**Selected passage**:

------

Brewing news World: Diageo shares trading at their lowest since 2020 amid trouble with Chinese trade

Shares at Guinness maker Diageo are now trading at their lowest level since November 2020, in the face of weakening sales and trouble with Chinese trade, Yahoo Finance reported on January 6.

The share price of the British multinational took a two per cent tumble this morning, as news of China’s ‘anti-dumping’ investigation into brandy from the European Union scared investors off.

A probe was launched by officials of the Asian country on January 6 after a complaint was filed back in November by China’s liquor association.

It solidifies an escalating spat between Beijing and Brussels — initially kick-started by European Commission president Ursula von der Leyen who claimed that global markets were “flooded with cheaper Chinese electric cars”.

Von der Leyen launched an investigation back in September, sparking retaliation from the Asian superpower.

Russ Mould, investment director at AJ Bell, said: “Anti-dumping is an import duty charged in addition to normal customs duty and can be levied when a foreign company sells an item significantly below their normal price.

------

**Task to complete**: Render this sentence from the Diageo news report in Spanish: "A probe was launched by officials of the Asian country on January 6 after a complaint was filed back in November by China’s liquor association."

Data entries
------

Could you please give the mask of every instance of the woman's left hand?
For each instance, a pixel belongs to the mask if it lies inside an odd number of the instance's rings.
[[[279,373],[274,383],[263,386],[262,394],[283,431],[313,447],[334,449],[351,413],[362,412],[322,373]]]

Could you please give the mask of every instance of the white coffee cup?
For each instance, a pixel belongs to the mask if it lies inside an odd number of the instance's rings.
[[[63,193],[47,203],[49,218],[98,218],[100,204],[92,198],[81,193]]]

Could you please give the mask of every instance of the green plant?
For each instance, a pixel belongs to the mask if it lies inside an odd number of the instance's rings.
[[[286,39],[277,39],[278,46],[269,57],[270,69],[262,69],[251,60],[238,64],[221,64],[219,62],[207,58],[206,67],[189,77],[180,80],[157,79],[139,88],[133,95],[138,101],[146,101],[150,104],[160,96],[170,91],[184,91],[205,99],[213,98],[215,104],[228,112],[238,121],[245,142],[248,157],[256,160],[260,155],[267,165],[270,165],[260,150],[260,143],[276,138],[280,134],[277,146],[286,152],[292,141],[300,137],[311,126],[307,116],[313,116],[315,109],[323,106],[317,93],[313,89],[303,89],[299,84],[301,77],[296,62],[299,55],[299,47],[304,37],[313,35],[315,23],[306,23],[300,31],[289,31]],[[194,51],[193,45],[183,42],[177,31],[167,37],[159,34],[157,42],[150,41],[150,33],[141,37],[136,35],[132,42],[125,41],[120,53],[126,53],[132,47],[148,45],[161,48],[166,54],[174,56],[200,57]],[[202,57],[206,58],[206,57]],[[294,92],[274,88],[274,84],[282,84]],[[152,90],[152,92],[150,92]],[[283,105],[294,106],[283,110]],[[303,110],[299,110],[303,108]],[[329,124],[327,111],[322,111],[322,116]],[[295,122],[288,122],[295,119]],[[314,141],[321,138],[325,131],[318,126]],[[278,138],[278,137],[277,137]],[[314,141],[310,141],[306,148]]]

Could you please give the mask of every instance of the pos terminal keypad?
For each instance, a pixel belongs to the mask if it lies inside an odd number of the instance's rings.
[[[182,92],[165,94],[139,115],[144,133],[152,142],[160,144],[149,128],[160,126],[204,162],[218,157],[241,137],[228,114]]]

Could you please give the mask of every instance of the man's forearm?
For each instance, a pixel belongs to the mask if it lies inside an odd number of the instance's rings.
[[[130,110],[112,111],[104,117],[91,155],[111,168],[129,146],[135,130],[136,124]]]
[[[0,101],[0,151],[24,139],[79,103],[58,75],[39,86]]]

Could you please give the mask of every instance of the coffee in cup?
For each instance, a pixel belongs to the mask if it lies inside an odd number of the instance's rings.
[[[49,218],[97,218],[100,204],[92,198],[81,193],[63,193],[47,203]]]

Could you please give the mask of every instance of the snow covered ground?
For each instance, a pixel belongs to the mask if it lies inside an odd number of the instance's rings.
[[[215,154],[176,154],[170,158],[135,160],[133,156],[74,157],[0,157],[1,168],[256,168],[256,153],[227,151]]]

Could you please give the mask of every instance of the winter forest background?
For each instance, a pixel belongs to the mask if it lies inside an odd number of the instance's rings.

------

**Problem solution**: Funcionarios del país asiático iniciaron una investigación el 6 de enero, después de que la asociación de licores de China presentara una queja en noviembre.